An income tax return (ITR) is basically a document that is filed as per the provisions of the Income Tax Act, reporting one’s income, profits and losses and other deductions as well as details about tax refund or tax liability. The deadline for filing Income Tax Return for corporate and other assessees who are to get their accounts audited under Income Tax Act 1961 or under any other law for the time being in force is 30th September and for others, it is 31st July every year as have been prescribed under the Act.
However, with the ongoing COVID -19 pandemic a lot of income tax due dates were extended by The Taxation and Other Laws (Relaxation of Certain Provisions) Ordinance, 2020 read with Notification No. 35 /2020, dated 24-06-2020. In view of the same, the due date of furnishing ITR for FY 2018-19 has been extended till 31st July, 2020 and for FY 2019-20 till 30th November, 2020.
The Income Tax Law provides for mandatory filing of returns in certain cases. Individuals or HUF who are less than 60 years of age and have gross total income more than Rs 2.5 lakh i.e. above basic exemption limit have to mandatorily file their income tax returns, according to the Income Tax Act. For senior citizens, the basic exemption limit is Rs 3 lakh, and for those who are more than 80 years old, the basic exemption limit is Rs 5 lakh
Individuals who have Gross taxable income exceeding the basic exemption limit:-
It is important to understand that the income tax law refers to “gross total income” which should exceed the basic exemption limit and not the taxable income, which is a requirement for mandatory filing of ITR.
Who is required to mandatorily file Income Tax Returns (ITR)?

Activity A = Repeat word for word the portion of the income tax return passage from "The Income Tax Law provides" to "Tax Returns (ITR)?".
Activity B = List each basic exemption limit amount given in the income tax return passage, with the group it applies to.
Work only from the income tax return passage.

Data listing =
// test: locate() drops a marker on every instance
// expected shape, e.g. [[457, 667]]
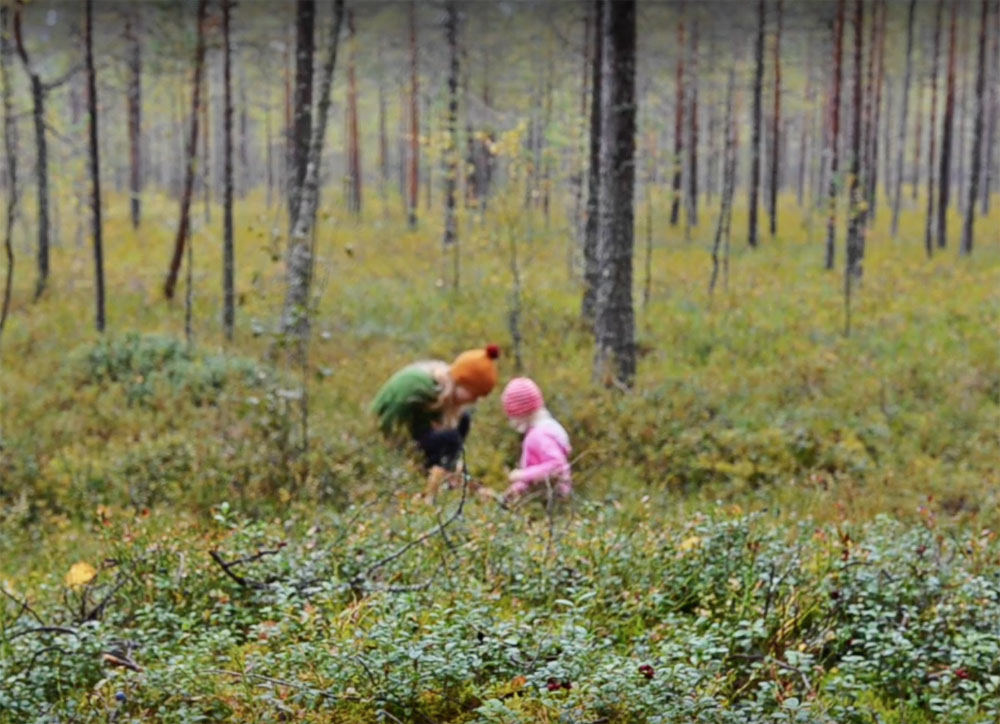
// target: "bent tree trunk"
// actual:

* * *

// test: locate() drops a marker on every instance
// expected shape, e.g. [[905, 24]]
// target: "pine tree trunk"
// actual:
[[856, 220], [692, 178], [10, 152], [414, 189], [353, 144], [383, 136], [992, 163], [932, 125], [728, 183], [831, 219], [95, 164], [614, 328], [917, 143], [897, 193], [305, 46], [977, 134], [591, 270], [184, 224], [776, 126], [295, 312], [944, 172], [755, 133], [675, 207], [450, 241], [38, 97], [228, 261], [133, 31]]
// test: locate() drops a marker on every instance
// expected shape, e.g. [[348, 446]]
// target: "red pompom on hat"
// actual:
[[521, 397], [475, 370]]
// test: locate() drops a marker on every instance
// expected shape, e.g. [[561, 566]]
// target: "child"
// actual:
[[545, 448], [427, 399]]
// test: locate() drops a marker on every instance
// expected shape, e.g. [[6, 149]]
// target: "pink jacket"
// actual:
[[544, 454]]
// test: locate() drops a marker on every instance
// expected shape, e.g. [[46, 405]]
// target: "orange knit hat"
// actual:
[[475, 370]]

Worked solution A =
The Income Tax Law provides for mandatory filing of returns in certain cases. Individuals or HUF who are less than 60 years of age and have gross total income more than Rs 2.5 lakh i.e. above basic exemption limit have to mandatorily file their income tax returns, according to the Income Tax Act. For senior citizens, the basic exemption limit is Rs 3 lakh, and for those who are more than 80 years old, the basic exemption limit is Rs 5 lakh
Individuals who have Gross taxable income exceeding the basic exemption limit:-
It is important to understand that the income tax law refers to “gross total income” which should exceed the basic exemption limit and not the taxable income, which is a requirement for mandatory filing of ITR.
Who is required to mandatorily file Income Tax Returns (ITR)?

Worked solution B =
- Rs 2.5 lakh: individuals or HUF under 60 years of age
- Rs 3 lakh: senior citizens
- Rs 5 lakh: those more than 80 years old